What you have to do. Every line of the data that contains the string "wooded" must be copied.

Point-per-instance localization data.
-----
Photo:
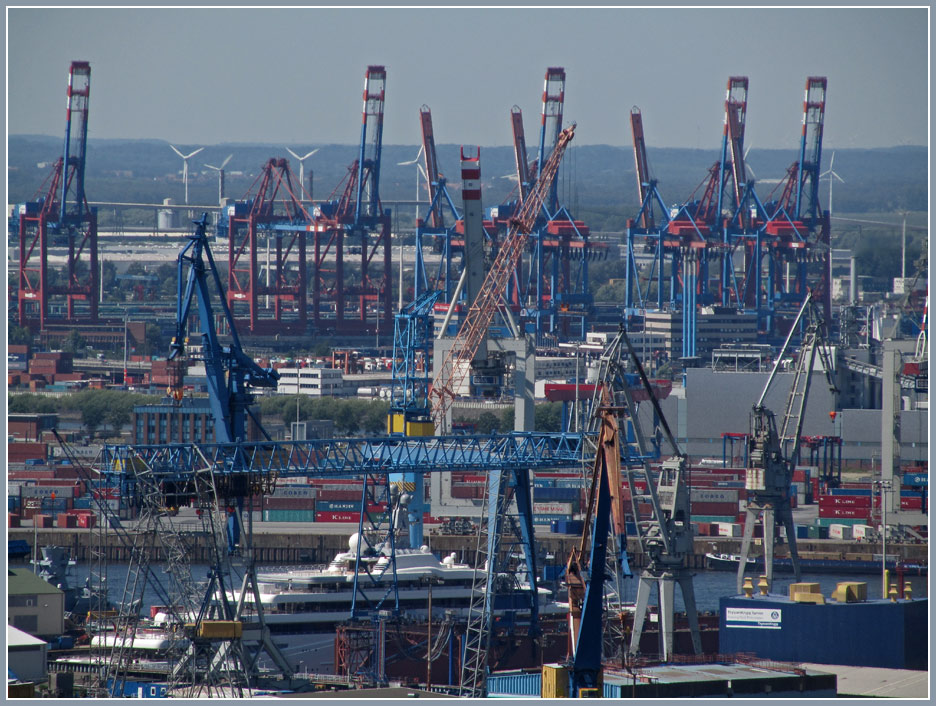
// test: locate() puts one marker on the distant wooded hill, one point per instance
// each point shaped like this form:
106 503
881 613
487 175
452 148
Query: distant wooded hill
-----
Answer for the task.
// test: locate() puts one marker on the distant wooded hill, one point per instance
Query: distant wooded hill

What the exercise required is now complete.